-- Activity --
In the entries below, how many lines contain the string "above"? Give the number by itself.

-- Dataset records --
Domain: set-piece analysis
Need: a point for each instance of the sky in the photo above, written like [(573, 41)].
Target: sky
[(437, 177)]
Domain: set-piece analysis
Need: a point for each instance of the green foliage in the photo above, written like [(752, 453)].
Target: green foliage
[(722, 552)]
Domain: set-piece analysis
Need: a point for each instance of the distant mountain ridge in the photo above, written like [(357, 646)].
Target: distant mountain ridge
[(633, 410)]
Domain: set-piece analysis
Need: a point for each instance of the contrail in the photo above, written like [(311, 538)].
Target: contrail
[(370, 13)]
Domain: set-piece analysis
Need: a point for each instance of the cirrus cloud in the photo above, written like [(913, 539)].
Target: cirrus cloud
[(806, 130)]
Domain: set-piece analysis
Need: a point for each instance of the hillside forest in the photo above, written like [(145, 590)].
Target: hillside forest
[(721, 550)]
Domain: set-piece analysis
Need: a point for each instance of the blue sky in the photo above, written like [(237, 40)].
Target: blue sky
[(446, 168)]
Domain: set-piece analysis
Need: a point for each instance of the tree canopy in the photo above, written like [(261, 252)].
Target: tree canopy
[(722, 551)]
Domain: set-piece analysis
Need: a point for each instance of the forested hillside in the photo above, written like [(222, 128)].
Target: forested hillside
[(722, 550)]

-- Response below --
9